DATA SUPPLIED —
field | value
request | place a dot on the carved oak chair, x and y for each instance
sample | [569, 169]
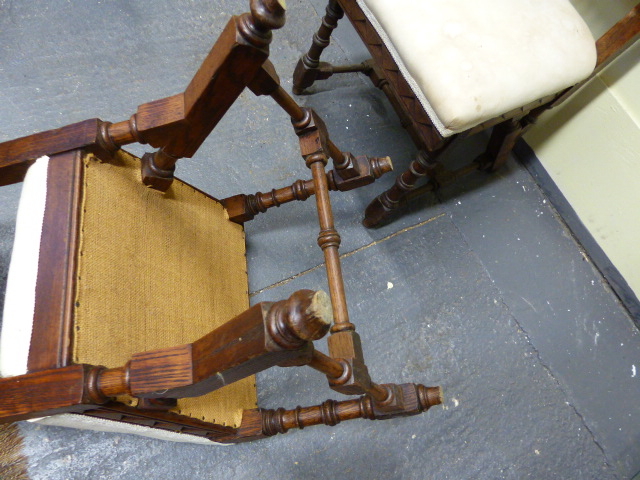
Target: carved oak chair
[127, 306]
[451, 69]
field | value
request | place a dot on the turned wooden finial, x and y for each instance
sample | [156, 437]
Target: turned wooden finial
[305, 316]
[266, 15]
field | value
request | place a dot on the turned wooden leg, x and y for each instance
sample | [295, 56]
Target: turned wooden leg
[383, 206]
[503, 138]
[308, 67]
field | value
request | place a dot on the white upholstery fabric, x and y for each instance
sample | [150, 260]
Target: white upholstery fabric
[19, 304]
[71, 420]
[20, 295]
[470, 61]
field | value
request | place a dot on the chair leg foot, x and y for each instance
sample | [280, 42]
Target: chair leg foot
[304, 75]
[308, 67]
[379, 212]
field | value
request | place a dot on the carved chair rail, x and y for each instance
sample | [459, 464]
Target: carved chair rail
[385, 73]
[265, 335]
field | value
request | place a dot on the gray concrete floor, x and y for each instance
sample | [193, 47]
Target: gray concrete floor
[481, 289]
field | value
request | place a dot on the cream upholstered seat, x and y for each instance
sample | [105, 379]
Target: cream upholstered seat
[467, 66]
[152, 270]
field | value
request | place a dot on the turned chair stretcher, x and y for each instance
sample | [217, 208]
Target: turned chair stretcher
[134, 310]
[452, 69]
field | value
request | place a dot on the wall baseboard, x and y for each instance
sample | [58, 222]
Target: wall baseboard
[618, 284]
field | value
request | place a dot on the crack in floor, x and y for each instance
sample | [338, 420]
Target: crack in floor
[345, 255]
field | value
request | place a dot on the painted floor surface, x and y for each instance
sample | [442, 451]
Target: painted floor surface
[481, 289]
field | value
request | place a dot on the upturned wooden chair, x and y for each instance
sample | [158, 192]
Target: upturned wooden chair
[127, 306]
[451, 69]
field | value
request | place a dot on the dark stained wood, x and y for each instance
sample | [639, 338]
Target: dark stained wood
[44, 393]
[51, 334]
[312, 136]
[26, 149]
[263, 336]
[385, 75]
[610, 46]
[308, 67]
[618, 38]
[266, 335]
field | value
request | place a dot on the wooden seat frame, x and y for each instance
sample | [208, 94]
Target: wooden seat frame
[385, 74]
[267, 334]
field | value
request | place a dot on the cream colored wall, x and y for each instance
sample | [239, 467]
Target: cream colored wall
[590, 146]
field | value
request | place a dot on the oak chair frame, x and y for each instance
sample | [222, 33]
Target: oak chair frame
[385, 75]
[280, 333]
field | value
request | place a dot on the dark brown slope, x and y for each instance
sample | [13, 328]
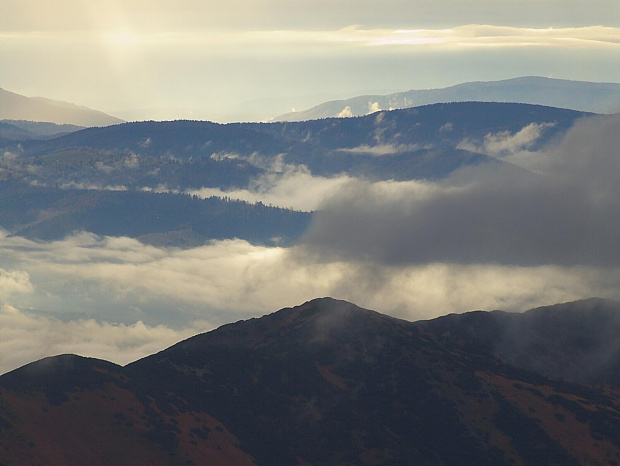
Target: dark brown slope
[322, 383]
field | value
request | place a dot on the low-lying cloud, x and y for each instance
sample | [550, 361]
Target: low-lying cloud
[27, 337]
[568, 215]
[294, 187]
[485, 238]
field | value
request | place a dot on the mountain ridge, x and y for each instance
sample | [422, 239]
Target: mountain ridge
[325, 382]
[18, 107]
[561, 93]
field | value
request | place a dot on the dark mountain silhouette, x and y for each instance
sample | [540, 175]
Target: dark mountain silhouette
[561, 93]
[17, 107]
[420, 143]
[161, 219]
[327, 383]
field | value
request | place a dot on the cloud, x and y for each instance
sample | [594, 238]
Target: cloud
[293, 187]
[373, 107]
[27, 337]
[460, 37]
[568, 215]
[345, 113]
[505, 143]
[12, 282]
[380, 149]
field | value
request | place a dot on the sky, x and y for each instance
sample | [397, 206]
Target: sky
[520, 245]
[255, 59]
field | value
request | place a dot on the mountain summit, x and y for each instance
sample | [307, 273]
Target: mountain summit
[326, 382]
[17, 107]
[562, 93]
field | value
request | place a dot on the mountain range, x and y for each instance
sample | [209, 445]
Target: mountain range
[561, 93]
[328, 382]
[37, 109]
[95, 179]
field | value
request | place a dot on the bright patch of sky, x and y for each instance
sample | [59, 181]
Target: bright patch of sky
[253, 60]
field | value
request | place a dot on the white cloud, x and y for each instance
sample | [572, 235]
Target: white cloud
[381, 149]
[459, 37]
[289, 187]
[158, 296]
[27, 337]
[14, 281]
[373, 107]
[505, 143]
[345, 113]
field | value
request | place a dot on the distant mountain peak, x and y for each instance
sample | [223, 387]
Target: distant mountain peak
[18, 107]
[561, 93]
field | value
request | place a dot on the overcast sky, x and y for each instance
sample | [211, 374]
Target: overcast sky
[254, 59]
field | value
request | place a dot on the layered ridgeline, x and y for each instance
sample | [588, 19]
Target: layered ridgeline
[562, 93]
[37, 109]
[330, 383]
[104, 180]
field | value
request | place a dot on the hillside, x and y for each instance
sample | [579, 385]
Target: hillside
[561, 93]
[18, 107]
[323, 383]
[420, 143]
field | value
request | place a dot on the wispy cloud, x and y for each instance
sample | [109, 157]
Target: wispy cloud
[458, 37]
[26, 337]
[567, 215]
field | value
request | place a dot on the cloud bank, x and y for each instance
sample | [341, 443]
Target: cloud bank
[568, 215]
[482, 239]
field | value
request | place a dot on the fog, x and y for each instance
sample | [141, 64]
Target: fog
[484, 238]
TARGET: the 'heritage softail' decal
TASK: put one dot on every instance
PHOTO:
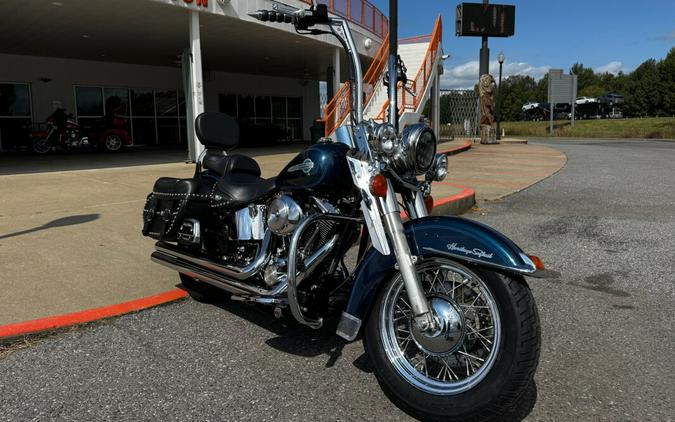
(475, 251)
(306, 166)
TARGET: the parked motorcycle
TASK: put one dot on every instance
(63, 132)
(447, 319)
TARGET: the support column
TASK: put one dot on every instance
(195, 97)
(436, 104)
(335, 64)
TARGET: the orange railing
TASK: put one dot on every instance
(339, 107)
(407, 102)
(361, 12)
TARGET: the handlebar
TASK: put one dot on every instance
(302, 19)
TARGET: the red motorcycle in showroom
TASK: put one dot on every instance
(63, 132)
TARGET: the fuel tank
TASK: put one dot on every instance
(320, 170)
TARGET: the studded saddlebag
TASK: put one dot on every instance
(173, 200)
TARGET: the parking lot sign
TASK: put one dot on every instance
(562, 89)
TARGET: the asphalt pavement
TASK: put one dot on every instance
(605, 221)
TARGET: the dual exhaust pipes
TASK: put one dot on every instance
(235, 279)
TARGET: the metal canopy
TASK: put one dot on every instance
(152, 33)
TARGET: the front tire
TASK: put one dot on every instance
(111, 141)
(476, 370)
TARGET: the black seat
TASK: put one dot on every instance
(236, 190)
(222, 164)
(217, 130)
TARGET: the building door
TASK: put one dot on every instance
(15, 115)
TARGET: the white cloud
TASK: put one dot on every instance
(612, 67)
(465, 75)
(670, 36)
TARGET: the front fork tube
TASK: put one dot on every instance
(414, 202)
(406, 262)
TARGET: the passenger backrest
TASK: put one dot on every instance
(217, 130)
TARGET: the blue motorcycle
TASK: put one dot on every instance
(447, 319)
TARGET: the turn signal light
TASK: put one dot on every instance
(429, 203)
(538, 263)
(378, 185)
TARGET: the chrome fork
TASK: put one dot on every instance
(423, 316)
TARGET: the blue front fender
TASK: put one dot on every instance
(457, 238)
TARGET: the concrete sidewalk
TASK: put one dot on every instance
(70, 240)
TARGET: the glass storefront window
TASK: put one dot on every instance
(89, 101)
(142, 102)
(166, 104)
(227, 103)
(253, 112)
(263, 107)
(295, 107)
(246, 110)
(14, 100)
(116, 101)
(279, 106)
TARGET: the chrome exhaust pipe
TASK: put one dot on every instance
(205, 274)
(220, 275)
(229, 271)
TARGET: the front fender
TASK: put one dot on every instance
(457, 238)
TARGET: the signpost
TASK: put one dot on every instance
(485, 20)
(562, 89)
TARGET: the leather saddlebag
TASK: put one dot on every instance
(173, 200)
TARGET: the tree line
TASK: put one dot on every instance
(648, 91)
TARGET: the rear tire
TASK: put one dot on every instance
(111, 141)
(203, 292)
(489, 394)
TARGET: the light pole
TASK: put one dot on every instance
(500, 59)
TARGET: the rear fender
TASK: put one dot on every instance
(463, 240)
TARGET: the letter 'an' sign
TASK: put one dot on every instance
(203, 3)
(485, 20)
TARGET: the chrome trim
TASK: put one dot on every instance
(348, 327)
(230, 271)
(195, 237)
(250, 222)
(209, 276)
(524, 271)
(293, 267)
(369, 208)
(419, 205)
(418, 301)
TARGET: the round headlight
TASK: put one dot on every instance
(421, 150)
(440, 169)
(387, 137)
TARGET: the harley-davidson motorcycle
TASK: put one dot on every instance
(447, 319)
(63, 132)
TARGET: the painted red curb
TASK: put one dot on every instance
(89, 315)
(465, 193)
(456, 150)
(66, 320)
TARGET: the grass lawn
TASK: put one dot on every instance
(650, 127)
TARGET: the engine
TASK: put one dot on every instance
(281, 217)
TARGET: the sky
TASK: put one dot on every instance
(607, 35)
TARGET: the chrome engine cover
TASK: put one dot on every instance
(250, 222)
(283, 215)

--

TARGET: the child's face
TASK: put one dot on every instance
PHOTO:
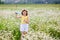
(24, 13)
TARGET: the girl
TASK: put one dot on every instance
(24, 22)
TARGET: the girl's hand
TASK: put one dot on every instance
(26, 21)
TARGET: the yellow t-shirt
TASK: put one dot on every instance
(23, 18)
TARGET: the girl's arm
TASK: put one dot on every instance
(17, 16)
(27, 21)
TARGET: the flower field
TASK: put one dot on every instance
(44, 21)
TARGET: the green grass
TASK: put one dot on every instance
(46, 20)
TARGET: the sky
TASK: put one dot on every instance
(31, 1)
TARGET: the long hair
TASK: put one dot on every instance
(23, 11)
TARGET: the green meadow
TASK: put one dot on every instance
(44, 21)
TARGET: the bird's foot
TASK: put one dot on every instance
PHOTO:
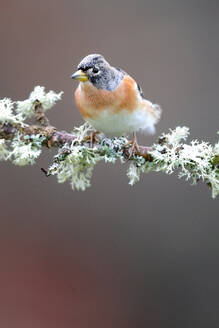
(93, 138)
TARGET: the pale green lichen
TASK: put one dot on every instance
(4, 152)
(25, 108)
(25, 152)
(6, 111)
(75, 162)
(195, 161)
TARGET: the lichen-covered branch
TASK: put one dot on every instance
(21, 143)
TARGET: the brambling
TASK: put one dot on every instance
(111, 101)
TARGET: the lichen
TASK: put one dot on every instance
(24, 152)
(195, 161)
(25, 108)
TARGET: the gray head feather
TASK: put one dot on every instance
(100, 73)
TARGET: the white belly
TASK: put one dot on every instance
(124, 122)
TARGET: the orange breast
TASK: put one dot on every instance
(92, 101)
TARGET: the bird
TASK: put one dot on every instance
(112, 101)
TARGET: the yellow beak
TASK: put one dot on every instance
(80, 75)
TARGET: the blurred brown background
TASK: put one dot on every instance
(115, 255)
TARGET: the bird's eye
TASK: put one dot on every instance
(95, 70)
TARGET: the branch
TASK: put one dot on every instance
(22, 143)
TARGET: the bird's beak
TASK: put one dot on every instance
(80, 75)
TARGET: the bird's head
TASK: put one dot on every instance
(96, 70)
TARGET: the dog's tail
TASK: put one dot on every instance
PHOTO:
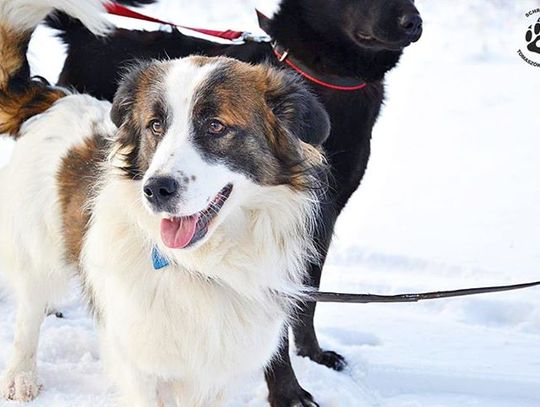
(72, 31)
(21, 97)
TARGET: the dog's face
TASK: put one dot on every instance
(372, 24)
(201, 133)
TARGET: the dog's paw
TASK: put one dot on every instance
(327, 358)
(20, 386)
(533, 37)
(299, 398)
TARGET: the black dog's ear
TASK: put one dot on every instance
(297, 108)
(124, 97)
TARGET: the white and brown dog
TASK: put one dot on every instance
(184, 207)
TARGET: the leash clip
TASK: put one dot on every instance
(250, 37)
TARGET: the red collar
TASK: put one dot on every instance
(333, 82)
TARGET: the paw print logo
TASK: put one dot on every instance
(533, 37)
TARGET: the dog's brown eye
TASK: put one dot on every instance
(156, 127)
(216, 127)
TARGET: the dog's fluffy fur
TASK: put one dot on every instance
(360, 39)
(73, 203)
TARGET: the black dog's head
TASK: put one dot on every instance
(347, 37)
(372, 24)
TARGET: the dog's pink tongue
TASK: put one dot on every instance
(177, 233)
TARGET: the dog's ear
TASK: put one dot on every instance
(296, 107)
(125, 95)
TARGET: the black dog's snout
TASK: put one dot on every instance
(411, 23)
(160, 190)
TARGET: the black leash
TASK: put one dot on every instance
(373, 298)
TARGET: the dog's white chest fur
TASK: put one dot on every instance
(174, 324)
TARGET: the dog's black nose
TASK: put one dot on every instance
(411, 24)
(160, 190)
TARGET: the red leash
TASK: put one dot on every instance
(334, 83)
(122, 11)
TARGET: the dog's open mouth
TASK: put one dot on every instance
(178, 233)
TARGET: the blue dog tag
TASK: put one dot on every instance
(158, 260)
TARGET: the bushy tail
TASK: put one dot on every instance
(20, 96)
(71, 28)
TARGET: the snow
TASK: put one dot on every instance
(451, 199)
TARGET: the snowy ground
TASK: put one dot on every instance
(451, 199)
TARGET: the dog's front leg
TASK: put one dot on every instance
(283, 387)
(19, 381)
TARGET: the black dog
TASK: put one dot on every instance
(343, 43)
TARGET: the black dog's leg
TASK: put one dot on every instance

EXERCISE GOAL —
Report only how many lines above include "fender".

EXERCISE RESPONSE —
3